Dataset entries:
▬▬▬

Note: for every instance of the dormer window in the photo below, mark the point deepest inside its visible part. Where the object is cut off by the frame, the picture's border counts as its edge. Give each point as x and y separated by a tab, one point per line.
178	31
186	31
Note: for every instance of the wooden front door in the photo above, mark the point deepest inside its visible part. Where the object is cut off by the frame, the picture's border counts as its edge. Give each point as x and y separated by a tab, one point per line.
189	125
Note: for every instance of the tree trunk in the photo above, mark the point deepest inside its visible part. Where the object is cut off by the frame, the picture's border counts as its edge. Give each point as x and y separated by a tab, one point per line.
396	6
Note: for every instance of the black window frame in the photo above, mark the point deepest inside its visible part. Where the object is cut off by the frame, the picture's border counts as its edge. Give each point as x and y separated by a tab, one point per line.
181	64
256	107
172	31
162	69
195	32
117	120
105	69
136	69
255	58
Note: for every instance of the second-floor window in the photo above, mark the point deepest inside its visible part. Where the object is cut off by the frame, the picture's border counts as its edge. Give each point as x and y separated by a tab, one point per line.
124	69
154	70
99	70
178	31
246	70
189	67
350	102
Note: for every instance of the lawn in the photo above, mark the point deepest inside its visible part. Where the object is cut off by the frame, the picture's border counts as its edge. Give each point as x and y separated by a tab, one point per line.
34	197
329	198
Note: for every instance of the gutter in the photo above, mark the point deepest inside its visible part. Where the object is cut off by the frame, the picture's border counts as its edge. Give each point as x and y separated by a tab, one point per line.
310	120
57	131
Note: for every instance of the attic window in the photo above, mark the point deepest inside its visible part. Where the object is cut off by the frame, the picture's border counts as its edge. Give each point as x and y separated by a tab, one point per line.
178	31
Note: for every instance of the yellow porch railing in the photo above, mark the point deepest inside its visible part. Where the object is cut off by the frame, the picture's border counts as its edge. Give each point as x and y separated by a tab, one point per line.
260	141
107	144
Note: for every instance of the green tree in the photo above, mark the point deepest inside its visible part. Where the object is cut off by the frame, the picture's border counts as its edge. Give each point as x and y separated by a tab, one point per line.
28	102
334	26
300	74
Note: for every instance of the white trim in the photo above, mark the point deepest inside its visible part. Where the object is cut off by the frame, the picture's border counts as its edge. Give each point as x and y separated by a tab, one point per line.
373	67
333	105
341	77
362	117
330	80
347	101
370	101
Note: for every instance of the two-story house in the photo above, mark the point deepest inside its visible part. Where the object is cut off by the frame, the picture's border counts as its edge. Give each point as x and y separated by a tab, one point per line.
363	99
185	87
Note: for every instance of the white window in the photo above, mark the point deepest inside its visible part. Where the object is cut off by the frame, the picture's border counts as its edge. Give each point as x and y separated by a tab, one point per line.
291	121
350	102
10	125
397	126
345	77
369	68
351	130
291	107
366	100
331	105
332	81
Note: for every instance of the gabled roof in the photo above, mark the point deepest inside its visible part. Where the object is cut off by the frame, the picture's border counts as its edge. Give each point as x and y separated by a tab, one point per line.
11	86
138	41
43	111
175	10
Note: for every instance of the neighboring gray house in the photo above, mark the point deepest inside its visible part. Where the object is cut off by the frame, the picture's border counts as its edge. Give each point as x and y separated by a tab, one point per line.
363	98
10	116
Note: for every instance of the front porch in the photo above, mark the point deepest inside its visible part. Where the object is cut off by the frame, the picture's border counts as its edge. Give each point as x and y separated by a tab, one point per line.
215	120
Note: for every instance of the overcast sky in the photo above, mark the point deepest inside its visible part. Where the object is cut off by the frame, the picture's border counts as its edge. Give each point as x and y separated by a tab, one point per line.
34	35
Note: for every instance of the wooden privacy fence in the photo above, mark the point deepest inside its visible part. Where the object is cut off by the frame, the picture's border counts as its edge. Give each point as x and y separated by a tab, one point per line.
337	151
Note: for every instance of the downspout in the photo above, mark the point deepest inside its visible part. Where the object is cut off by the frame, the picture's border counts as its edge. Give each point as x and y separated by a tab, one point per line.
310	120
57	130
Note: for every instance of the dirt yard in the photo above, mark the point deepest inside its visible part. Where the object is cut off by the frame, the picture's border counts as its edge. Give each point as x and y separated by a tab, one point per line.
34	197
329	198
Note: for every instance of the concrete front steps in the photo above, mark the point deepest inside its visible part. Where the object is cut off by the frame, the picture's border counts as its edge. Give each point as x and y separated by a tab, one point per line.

▬▬▬

### [Problem to solve]
Return each line of the data above verbatim.

### [Response for this exercise]
Note: for every instance of the dormer window in the photo below, mark the point deepest inside its visible part. Where the object is cut off by the frame, the picture's border counts as its edge. Give each point as x and y separated by a tab, one point per line.
178	31
186	31
Note: for every instance of the wooden front door in the photo above, mark the point deepest inside its visible part. Where the object is cut off by the frame, the picture's border counts as its edge. Give each point as x and y separated by a tab, one point per line.
189	125
Note: for every instance of the tree trunk in the photo above, mark the point deepest inside its visible part. Where the object is cut off by the frame, the picture's border counts as its edge. Give each point as x and y separated by a tab, one point per line.
396	6
Note: for every instance of the black window frame in the photo above, mark the point deepest inside its visible part. Where the object is cut off by the frame, the picture's border counts as its edge. Give each point as x and y separated by a tab, one point per line.
181	64
256	107
172	31
162	69
195	32
117	120
105	69
136	69
255	58
Note: for every instance of the second-floor window in the photo above, mark the point deepest inside its visible part. Where the object is cut off by the frame, the picture's border counts as its edge. Give each point as x and y separated by a tab, one point per line.
124	69
154	70
99	70
178	31
246	70
189	67
350	102
Note: for every instance of the lawn in the photo above, mark the point deepest inside its visible part. Where the object is cut off by the frame, the picture's border counts as its edge. Give each point as x and y separated by a tab, one point per line.
34	197
329	198
Note: for every instance of the gutter in the photo above, mark the point deepest inside its visible part. Where the object is cut off by the frame, the picture's border counts as its edge. Give each point as x and y separated by a tab, one point per line.
310	120
57	131
Note: for every instance of the attic window in the photo above, mark the point deepest inside its visible part. Where the object is cut off by the frame, the picture's border counts as its edge. Give each point as x and y separated by a tab, one point per line.
178	31
Note: for every instance of the yellow porch railing in the photo above, mark the point deepest inside its visible part. Where the object is cut off by the frame, the picture's border counts as its edge. Give each point as x and y separated by a tab, one point per line.
260	141
107	144
Note: for every instance of the green tree in the photo above, mark the point deepest inside its visible part. Where the object is cut off by the frame, the picture's border counts as its edge. Give each point as x and y separated by a tab, one point per line.
28	102
334	26
300	74
Note: for every instance of the white trim in the photo above, mark the point deepest inside its visible part. Where the object is cut off by the frame, the picture's border counts as its edge. Give each point as x and y separated by a tab, one point per line.
373	67
333	105
341	77
362	117
330	80
347	101
370	101
Note: for every instance of the two-story house in the photo above, mark the point deepest inside its visible part. Where the object is cut off by the frame, the picture's border counts as its edge. Give each point as x and y separated by a tab, one point per line.
363	99
185	87
Note: for every instance of the white window in the photo above, mark the point deepest inside its visible part. Where the object is cut off by the frame, the picture's border counts as its edge. Give each point as x and y separated by a tab, one point per line.
291	121
350	102
10	125
397	126
345	77
369	68
351	130
291	107
366	100
331	105
332	81
Note: for every instance of the gabled roof in the photo above, mark the point deepest inside its visible part. Where the object is cut off by the frame, the picture's border counts as its edge. Give each point as x and y separated by a tab, one point per line.
11	86
138	41
43	111
175	10
Note: for every instance of the neighboring gray house in the photo above, mark the point deepest inside its visible part. Where the object is cut off by the frame, the picture's border counts as its edge. Give each point as x and y separated by a tab, one point per line.
363	98
10	116
Note: for every instance of the front porch in the photo above, mark the point deepest inside its visible part. Where the object is cut off by the frame, the picture's border counts as its edge. Give each point as x and y separated by a tab, one point per line.
215	120
Note: for every instance of the overcast sky in the photo above, mark the point deepest inside its visible part. Where the object is cut off by the frame, the picture's border counts as its edge. Give each point as x and y separated by a tab, one point per line.
34	35
Note: for every instance of the wooden privacy fence in the photo above, mark the point deepest inside its visible part. Where the object is cut off by the frame, the picture's border counts as its edge. Give each point as x and y separated by a tab, one point per line.
337	151
Note: for every instance of the downspout in the photo above, mark the point deepest inside its visible part. Where the object is cut off by the frame, the picture's border counts as its edge. Give each point as x and y separated by a tab, one point per line.
310	120
57	130
Note: for every instance of the dirt yard in the photo above, mark the point deepest inside its visible part. Where the object is cut off by the frame, the picture's border counts as its edge. Give each point as x and y separated by a tab, one point per line.
34	197
329	198
Note: for every instance of the concrete front steps in the photo above, mark the point deepest inside its visible part. Where the object is cut off by the frame, the picture's border counts as its edge. Give each point as x and y separated by a tab, one point per line.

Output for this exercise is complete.